- _Task brief_
Reproduce the following material line for line, with no changes.

- _Provided data_
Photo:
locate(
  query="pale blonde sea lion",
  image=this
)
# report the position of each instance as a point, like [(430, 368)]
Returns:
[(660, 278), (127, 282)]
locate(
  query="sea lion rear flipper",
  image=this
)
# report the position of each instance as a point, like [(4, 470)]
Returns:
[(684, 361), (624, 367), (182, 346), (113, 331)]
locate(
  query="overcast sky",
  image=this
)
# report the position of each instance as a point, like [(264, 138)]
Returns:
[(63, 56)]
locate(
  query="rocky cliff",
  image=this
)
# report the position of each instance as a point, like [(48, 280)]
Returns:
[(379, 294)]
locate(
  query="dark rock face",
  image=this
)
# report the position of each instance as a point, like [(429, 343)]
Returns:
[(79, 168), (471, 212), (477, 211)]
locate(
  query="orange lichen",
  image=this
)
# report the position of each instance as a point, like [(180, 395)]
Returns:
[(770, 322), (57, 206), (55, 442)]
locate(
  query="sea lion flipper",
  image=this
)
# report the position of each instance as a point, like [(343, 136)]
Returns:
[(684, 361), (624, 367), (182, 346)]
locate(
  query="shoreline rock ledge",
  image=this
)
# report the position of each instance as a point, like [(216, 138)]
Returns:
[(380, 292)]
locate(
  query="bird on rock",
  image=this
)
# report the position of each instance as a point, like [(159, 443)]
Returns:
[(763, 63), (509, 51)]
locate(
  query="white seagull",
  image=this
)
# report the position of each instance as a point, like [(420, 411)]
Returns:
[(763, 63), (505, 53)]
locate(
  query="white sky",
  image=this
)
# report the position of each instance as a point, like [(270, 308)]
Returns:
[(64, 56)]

- _Response below_
Photo:
locate(
  query="pale blonde sea lion",
  image=this
)
# report the position of each instance as a point, like [(430, 368)]
Returns:
[(660, 278), (127, 282)]
locate(
  query="sea lion rear flipper",
  image=this
)
# report the position of each instance as a point, like [(4, 470)]
Returns:
[(684, 361), (624, 367), (182, 346), (113, 331)]
locate(
  query="overcast sky",
  image=this
)
# report the position of each instance as a point, like [(264, 138)]
Returns:
[(63, 56)]
locate(
  query="rocky cliff",
  image=this
)
# report the position of each instance as a point, like [(48, 280)]
Returns:
[(379, 294)]
locate(
  query="dark rock face",
  image=this
)
# report the position of each instance as a point, like [(429, 343)]
Returns:
[(79, 168), (471, 212), (477, 211)]
locate(
  query="orange lichen",
  image=this
)
# report the position of each instance as a point, like [(180, 395)]
Returns:
[(770, 322), (57, 206), (55, 442)]
locate(
  query="sea lion flipper",
  image=this
)
# report the position of each instance as a point, like [(343, 136)]
Returns:
[(684, 361), (624, 367), (182, 346)]
locate(
  query="shoreline rock ledge",
  image=this
)
# report the position of each instance as a point, like [(216, 138)]
Returns:
[(380, 292)]
locate(
  query="bird on rock",
  image=this
)
# report the position of each instance as a point, like [(159, 443)]
Returns:
[(763, 63), (509, 51)]
locate(
  query="white seagull",
  image=this
)
# report the position of each instance as a point, like [(420, 411)]
Returns:
[(763, 63), (505, 53)]
locate(
  query="white sky",
  image=this
)
# report the position of each instance as a point, like [(270, 308)]
Returns:
[(64, 56)]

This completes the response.